THE PROBLEM: Reproduce the lines from the one containing "point: siskin ->" through the end of the records, renaming "branch" to "tree limb" everywhere and changing nothing else.

Point annotation dataset lines:

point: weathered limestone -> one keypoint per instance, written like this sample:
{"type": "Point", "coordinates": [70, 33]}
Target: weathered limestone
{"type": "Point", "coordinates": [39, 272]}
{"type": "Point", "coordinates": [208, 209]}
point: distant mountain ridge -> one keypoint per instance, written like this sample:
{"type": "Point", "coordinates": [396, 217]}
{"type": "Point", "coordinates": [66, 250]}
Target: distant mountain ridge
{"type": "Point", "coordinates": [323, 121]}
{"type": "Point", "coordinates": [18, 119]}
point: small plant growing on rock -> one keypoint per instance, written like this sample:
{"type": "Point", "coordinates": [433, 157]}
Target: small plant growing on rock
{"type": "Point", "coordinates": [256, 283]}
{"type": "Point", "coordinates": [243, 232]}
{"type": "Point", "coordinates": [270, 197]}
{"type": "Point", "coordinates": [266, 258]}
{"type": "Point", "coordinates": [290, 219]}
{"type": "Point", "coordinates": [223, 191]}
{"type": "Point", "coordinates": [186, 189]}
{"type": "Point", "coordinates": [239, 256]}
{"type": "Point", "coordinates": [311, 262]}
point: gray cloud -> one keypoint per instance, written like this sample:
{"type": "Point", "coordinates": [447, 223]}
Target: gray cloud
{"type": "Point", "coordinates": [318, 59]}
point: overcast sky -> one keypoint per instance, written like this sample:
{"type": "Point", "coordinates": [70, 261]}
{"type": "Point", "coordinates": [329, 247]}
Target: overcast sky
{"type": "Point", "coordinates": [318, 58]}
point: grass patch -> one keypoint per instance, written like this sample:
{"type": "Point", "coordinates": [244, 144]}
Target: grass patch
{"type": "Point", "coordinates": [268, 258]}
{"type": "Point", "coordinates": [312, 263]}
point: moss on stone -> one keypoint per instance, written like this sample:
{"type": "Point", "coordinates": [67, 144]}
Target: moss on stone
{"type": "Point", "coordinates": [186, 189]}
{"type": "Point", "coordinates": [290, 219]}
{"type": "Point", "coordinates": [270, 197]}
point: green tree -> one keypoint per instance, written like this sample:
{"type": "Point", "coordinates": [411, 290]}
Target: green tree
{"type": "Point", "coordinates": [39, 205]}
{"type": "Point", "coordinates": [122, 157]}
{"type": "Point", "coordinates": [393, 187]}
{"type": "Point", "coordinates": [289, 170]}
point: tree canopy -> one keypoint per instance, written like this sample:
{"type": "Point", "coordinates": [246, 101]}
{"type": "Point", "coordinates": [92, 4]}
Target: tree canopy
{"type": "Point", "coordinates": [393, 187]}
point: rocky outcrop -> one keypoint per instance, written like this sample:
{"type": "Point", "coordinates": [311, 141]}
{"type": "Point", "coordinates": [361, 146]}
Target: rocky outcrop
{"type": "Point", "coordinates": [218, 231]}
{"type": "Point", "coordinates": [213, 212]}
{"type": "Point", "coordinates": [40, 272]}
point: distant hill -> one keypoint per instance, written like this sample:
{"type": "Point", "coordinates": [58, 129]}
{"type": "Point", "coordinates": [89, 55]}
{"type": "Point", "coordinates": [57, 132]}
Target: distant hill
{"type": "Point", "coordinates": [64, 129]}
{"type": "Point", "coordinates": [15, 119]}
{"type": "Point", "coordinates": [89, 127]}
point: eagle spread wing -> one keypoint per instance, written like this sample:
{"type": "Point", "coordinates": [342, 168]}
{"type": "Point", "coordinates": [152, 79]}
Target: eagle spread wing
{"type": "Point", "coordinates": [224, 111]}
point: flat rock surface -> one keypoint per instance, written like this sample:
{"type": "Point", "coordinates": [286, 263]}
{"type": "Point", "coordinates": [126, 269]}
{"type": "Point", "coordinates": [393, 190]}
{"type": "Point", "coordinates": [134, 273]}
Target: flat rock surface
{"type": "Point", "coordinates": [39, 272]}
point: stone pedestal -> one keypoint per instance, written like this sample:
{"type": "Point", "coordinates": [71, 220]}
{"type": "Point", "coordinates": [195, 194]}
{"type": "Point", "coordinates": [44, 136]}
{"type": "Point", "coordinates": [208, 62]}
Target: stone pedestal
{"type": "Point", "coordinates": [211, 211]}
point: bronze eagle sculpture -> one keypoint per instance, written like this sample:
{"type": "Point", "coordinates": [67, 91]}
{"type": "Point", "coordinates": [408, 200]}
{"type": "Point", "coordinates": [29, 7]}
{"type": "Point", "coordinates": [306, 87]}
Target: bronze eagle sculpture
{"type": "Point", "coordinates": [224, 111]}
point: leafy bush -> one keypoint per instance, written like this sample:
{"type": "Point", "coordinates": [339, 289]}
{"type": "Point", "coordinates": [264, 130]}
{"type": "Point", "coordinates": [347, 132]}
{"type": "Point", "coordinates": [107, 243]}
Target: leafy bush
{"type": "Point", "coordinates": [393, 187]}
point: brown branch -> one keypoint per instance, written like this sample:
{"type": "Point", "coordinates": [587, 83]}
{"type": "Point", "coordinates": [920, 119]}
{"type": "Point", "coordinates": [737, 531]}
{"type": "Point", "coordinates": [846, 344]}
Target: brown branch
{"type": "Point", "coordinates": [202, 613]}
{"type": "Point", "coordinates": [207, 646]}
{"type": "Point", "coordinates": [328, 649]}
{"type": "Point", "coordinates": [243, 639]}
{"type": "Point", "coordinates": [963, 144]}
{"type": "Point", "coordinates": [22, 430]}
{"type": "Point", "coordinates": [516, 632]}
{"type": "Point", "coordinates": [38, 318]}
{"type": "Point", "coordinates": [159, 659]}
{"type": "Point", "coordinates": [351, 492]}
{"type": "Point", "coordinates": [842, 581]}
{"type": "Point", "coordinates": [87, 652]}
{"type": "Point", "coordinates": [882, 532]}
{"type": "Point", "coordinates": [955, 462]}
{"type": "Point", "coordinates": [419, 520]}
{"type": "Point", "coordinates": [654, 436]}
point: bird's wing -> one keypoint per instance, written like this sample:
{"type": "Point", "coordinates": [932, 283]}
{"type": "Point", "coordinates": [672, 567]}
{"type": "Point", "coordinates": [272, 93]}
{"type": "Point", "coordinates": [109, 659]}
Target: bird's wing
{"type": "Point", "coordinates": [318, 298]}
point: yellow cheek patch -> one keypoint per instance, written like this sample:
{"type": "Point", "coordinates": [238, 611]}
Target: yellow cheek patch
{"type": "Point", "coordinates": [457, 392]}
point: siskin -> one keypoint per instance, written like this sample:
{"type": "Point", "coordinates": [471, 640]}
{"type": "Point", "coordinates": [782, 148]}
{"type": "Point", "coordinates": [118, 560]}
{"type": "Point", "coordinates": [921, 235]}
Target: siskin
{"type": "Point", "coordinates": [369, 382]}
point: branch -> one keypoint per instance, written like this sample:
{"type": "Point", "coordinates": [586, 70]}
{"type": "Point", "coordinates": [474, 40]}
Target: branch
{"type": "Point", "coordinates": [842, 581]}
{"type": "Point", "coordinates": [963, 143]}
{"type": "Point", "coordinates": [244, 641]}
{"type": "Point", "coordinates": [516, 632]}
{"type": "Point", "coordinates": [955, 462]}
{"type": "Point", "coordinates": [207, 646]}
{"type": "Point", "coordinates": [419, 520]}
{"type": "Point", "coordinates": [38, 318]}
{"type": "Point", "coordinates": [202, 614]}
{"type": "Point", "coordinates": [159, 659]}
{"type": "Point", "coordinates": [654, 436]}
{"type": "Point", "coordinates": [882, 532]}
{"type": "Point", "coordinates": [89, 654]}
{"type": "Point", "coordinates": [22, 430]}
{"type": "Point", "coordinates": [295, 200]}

TASK SOLUTION:
point: siskin -> one keypoint per instance, written like this sample:
{"type": "Point", "coordinates": [471, 640]}
{"type": "Point", "coordinates": [782, 148]}
{"type": "Point", "coordinates": [118, 560]}
{"type": "Point", "coordinates": [921, 235]}
Target: siskin
{"type": "Point", "coordinates": [369, 382]}
point: tree limb -> one keypoint per instance, written like this sample:
{"type": "Point", "coordinates": [586, 70]}
{"type": "Point", "coordinates": [474, 40]}
Target: tree limb
{"type": "Point", "coordinates": [842, 581]}
{"type": "Point", "coordinates": [963, 143]}
{"type": "Point", "coordinates": [244, 641]}
{"type": "Point", "coordinates": [516, 632]}
{"type": "Point", "coordinates": [955, 462]}
{"type": "Point", "coordinates": [207, 646]}
{"type": "Point", "coordinates": [419, 520]}
{"type": "Point", "coordinates": [38, 318]}
{"type": "Point", "coordinates": [202, 614]}
{"type": "Point", "coordinates": [159, 659]}
{"type": "Point", "coordinates": [654, 436]}
{"type": "Point", "coordinates": [882, 532]}
{"type": "Point", "coordinates": [89, 654]}
{"type": "Point", "coordinates": [22, 430]}
{"type": "Point", "coordinates": [295, 200]}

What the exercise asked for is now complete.